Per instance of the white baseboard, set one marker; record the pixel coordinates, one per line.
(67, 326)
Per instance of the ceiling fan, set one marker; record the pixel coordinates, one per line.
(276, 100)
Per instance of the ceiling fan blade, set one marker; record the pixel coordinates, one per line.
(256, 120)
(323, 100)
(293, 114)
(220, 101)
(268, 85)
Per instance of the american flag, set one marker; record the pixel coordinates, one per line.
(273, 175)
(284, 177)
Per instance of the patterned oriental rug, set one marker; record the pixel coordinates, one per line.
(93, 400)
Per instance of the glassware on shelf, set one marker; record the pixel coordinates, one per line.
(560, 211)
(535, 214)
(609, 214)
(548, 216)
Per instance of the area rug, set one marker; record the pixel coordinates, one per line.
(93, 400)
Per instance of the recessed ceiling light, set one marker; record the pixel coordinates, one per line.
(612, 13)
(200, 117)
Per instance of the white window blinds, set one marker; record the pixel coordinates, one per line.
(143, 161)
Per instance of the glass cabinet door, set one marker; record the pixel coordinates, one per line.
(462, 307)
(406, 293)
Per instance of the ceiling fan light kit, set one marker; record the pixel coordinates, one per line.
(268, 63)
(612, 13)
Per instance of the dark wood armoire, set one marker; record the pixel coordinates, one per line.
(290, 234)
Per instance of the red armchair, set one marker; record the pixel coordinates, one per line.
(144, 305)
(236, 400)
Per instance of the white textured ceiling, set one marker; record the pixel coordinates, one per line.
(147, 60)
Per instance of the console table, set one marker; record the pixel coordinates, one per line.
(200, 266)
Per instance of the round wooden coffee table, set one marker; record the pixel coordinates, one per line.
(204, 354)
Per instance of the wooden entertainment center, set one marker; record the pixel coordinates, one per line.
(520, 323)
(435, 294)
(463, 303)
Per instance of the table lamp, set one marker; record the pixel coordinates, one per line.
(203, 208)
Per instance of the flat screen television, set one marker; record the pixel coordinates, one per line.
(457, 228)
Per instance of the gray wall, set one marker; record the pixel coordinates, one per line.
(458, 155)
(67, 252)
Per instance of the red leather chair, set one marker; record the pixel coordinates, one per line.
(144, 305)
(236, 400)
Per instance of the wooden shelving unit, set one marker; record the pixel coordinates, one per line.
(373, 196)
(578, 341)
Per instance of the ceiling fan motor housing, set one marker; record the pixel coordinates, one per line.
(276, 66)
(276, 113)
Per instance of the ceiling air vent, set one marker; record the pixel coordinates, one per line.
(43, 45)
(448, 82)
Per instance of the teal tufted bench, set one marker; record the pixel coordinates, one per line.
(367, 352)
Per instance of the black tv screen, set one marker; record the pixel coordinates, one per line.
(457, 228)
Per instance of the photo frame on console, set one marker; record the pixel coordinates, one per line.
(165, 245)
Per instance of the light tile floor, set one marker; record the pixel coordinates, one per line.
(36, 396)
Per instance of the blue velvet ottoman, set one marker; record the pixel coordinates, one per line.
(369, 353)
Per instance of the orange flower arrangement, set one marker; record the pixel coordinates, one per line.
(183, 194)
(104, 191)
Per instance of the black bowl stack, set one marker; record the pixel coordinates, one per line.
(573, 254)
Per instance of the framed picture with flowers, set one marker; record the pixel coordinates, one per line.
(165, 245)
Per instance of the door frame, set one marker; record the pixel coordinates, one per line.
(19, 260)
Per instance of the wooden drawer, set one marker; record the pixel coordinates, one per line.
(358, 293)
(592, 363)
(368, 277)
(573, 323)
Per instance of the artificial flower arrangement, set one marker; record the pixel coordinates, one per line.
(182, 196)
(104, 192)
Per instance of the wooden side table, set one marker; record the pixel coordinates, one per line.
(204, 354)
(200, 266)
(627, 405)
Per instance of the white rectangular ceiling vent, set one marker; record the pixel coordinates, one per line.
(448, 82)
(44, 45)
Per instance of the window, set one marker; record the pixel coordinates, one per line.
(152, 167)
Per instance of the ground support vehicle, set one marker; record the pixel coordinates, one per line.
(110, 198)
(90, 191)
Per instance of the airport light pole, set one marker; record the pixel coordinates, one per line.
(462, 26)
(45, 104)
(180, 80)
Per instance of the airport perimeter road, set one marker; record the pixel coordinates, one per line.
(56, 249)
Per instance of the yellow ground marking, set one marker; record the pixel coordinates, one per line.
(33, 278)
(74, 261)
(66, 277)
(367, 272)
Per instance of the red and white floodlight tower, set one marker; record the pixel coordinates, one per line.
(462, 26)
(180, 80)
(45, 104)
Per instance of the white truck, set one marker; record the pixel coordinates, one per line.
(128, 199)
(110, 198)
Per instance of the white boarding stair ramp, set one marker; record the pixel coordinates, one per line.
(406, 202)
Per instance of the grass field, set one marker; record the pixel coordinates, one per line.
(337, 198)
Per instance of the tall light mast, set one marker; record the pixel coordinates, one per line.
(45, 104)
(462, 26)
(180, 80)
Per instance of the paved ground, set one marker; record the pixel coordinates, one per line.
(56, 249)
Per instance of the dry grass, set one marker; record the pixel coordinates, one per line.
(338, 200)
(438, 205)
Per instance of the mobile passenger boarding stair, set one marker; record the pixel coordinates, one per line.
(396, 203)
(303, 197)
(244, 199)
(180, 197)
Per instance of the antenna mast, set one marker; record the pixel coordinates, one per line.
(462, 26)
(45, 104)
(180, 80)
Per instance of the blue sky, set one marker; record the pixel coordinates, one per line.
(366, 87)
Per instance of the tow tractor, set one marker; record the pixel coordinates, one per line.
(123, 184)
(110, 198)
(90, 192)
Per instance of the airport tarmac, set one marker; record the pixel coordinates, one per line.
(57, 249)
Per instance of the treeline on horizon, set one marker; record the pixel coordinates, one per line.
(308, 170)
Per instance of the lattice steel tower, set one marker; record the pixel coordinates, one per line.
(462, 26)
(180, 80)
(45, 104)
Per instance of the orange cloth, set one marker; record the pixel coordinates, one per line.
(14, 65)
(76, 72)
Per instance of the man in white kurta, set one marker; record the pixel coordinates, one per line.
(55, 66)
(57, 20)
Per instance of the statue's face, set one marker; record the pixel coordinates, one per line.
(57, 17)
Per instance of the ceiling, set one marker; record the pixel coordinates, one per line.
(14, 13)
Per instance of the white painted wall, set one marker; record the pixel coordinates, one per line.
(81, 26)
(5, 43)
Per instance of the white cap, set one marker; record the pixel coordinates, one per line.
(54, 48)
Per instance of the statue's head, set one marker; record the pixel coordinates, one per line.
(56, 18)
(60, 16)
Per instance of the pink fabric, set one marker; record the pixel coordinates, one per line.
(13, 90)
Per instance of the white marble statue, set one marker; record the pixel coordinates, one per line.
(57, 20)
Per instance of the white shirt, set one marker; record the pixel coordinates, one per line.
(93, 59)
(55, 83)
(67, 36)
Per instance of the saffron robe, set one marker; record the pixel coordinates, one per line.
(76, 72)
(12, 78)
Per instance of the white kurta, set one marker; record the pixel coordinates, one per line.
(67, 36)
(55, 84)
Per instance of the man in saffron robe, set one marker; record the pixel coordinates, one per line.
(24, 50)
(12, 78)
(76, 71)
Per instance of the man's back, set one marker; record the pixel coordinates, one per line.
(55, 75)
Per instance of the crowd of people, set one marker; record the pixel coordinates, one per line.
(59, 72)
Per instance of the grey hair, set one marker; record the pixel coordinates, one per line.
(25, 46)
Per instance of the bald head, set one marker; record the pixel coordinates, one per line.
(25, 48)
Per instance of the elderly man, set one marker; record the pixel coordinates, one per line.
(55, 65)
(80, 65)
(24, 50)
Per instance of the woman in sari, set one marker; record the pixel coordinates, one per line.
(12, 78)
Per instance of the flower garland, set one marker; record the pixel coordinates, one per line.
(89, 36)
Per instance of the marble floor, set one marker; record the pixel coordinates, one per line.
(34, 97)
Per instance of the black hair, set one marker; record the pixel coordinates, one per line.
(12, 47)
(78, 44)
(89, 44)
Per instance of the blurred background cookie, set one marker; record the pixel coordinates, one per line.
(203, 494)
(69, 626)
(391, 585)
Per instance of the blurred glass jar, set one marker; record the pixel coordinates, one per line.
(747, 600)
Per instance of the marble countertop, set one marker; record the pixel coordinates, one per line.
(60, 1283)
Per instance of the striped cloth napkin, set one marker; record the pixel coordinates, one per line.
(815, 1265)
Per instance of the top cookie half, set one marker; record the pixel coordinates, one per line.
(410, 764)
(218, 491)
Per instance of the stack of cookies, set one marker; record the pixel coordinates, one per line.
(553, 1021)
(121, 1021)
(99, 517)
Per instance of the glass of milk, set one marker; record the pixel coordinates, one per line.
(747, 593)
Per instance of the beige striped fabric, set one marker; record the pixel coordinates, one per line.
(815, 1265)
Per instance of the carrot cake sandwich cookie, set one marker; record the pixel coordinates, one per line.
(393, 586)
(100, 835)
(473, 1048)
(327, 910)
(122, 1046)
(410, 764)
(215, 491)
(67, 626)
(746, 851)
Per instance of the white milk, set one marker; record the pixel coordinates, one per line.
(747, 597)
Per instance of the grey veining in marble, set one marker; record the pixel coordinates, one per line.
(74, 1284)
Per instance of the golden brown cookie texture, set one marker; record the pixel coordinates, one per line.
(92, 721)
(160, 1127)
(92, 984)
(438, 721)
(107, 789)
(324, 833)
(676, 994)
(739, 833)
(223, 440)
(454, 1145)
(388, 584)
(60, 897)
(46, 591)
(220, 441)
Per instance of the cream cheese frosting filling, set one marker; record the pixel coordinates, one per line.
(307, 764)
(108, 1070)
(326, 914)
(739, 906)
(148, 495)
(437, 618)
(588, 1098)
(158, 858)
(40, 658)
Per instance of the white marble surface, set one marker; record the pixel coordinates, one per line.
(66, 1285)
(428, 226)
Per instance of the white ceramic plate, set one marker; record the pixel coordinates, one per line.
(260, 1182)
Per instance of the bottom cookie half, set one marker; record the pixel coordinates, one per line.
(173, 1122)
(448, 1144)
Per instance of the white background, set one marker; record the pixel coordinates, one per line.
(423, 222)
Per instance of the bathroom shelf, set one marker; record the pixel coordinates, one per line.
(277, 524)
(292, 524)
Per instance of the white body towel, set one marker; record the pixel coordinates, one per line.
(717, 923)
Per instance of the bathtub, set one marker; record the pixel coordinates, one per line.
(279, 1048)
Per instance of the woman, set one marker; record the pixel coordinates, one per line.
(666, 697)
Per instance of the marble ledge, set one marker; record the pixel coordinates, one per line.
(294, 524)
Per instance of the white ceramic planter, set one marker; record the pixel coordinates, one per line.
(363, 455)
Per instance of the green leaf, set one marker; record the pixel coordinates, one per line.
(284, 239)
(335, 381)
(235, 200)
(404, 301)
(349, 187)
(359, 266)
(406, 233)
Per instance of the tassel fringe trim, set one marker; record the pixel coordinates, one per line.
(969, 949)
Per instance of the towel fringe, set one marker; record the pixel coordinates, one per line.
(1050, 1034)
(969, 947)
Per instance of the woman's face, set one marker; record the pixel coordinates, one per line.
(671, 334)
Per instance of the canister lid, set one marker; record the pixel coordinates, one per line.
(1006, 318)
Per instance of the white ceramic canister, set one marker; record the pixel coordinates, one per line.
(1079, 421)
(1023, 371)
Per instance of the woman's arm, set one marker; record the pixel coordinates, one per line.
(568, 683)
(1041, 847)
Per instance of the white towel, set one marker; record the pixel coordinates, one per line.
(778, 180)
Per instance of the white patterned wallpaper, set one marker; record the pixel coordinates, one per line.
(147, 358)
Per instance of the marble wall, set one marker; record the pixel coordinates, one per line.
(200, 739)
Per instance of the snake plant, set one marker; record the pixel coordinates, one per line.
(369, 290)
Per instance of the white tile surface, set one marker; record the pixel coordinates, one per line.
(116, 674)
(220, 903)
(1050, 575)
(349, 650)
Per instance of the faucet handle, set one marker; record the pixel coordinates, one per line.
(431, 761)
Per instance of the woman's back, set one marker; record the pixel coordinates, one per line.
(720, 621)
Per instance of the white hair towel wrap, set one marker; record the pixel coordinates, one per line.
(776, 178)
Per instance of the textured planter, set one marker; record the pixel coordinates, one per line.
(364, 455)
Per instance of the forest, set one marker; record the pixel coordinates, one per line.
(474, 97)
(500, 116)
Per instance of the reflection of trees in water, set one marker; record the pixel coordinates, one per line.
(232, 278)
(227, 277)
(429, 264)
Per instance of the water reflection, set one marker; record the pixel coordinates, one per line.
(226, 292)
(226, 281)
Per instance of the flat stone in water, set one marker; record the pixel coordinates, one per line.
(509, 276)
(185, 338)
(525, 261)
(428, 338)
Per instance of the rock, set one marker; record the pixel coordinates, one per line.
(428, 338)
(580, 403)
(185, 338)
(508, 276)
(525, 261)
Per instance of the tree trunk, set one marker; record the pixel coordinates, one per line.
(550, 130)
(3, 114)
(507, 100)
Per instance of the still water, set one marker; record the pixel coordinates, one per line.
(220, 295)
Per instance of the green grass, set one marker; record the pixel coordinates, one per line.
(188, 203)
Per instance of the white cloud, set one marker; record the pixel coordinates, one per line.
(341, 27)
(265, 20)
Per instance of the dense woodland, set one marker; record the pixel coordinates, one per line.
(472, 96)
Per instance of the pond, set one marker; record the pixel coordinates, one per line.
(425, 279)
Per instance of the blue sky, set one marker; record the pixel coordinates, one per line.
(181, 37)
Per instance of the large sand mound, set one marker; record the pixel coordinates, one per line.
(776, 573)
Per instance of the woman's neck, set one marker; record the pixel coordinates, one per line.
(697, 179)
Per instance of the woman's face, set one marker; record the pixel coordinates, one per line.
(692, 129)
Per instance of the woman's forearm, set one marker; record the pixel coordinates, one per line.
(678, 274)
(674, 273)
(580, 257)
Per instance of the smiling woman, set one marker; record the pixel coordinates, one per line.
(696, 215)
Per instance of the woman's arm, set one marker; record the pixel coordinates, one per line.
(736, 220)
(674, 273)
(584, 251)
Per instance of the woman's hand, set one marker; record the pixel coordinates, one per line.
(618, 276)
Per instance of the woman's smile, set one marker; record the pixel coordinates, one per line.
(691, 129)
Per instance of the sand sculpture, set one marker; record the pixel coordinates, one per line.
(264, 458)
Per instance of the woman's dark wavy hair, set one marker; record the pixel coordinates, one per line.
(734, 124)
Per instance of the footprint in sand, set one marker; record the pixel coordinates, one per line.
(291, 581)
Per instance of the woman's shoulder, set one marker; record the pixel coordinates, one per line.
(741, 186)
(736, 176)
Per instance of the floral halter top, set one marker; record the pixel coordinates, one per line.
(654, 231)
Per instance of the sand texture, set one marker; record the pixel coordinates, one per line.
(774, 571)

========================================================================

WHAT THE TASK ASKS: Everything from the line containing "Per instance of the woman's forearm, set" to the end of the data above should be quoted exactly, please, both ends included, and nothing outside that span.

COMPLETE ANSWER:
Per instance of the woman's forearm, set one marker; record the pixel coordinates, one per line.
(678, 274)
(674, 273)
(580, 257)
Per instance of the smiling woman, set one marker; record the pixel coordinates, one per line.
(696, 215)
Per instance of the woman's arm, set one marker; record the pixel coordinates, one per line.
(736, 220)
(674, 273)
(584, 251)
Per instance of the woman's hand, set one marker; record the pixel coordinates, one per line.
(618, 276)
Per instance of the woman's smile, set one marker; record the pixel coordinates, one per line.
(691, 129)
Per instance of the sand sculpture, set one marker; record the pixel coordinates, one per line.
(264, 458)
Per instance of the woman's dark wavy hair, set one marker; record the pixel coordinates, one per line.
(734, 124)
Per instance of the footprint in sand, set one marker; record the pixel coordinates, one per line.
(291, 581)
Per instance of the woman's shoulder, set one marker; record the pixel coordinates, one per line.
(741, 186)
(736, 176)
Per instance of the floral halter top, set one marker; record the pixel coordinates, one per line.
(654, 231)
Per instance of the sand texture, set one marker; record the pixel coordinates, one per line.
(774, 571)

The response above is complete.